I need every line of the material below that includes the string "white".

***** INFORMATION SHOWN

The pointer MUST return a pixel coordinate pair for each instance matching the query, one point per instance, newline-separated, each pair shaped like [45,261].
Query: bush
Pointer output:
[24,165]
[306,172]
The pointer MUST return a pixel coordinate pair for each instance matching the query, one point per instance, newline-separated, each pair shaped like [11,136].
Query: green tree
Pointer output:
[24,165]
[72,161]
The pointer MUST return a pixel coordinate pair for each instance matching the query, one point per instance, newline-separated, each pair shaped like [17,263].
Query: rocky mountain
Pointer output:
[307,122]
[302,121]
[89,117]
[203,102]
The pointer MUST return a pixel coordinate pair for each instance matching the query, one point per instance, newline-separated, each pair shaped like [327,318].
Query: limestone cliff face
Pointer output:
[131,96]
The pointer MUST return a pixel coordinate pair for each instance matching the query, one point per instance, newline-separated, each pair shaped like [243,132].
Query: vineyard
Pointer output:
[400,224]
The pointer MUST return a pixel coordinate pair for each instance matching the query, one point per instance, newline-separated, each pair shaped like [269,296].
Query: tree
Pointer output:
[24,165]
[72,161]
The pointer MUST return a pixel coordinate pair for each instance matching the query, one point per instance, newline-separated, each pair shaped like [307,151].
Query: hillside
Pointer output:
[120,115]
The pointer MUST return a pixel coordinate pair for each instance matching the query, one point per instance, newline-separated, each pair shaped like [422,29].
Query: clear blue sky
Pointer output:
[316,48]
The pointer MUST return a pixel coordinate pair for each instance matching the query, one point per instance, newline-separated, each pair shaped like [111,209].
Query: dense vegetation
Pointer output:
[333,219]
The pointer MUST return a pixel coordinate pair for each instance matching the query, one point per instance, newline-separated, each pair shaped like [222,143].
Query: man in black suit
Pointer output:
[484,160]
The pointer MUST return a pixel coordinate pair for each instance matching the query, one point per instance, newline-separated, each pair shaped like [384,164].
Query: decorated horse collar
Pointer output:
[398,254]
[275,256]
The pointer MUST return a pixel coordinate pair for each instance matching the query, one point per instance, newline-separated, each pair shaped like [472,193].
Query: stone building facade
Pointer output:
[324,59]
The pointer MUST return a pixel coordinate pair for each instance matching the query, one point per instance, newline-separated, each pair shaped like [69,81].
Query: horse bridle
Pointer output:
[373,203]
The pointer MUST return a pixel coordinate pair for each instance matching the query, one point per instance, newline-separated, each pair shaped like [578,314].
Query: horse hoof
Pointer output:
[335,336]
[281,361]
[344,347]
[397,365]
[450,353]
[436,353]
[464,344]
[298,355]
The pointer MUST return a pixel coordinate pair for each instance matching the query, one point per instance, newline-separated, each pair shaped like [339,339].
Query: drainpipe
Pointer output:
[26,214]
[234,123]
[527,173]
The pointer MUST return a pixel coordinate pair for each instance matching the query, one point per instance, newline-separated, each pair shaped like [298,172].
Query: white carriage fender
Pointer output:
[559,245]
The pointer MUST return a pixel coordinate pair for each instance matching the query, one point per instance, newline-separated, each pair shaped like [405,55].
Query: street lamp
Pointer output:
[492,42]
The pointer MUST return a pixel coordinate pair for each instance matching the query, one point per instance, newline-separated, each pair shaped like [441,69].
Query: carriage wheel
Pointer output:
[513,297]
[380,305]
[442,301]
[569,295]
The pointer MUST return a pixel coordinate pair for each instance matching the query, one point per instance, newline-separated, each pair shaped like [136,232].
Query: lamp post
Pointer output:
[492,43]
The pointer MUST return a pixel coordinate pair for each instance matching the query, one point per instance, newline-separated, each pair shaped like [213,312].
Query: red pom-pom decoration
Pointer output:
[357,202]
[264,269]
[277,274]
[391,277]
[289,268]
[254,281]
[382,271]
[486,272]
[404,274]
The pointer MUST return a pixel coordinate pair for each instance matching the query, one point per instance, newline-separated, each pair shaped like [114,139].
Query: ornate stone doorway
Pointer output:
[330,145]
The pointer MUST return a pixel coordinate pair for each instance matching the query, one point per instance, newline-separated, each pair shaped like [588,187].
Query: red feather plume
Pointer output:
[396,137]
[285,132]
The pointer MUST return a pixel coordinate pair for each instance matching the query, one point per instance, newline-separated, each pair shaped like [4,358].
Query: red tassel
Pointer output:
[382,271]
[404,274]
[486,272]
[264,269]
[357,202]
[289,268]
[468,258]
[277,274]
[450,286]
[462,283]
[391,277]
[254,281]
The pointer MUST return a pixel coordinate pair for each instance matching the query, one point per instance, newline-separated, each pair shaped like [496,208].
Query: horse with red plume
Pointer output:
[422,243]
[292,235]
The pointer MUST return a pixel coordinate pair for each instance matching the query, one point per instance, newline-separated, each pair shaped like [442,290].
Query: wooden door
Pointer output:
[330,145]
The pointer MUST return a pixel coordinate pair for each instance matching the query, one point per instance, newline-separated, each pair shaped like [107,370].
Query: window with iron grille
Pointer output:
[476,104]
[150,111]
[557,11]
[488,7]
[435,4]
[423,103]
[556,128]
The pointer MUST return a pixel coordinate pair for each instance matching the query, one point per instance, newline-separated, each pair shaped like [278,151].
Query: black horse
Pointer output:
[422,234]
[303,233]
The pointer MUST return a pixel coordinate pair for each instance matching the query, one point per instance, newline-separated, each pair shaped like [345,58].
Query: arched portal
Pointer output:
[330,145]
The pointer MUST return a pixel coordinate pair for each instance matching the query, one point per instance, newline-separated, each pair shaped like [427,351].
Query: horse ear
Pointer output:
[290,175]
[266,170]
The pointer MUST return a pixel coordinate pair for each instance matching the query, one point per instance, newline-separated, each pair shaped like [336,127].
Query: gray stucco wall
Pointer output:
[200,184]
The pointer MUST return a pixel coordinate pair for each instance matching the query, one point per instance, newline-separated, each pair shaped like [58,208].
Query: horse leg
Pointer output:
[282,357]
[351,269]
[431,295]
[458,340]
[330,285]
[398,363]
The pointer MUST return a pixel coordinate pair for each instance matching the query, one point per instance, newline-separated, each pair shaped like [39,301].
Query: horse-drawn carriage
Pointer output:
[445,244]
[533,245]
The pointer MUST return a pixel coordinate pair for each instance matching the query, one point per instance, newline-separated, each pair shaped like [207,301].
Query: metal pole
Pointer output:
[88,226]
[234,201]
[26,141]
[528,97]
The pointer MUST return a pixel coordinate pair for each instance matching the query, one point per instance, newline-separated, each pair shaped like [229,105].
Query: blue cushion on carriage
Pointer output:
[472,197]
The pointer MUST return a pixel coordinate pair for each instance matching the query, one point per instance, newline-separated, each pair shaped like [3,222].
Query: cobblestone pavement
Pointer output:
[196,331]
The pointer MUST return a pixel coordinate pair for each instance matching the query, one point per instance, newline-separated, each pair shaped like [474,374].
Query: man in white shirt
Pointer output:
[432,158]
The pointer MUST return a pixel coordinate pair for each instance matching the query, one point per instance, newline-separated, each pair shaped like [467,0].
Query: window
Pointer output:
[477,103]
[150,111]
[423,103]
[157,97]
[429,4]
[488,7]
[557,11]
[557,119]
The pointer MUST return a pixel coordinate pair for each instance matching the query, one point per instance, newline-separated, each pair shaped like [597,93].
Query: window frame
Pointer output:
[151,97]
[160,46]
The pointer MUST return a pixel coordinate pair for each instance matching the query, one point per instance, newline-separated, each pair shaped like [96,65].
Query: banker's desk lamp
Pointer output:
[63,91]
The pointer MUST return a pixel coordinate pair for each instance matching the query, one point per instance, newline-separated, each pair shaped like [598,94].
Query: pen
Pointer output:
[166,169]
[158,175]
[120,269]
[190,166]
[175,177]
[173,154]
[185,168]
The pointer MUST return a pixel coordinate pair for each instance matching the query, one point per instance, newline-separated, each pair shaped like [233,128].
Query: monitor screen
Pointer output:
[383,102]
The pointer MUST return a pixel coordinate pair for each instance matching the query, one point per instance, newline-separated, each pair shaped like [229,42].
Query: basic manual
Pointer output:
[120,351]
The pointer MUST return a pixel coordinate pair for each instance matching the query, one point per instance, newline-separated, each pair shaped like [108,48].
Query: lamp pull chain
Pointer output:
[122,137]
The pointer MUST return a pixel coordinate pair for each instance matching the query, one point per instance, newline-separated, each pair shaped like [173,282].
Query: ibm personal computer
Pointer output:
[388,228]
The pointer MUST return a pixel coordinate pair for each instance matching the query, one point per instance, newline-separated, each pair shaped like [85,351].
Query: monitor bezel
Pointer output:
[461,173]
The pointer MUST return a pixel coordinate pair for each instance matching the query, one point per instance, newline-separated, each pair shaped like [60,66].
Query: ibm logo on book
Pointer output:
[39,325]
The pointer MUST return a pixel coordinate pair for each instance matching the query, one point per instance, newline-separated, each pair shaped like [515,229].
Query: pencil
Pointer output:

**********

_SOLUTION_
Query: white carriage fender
Query: man in white shirt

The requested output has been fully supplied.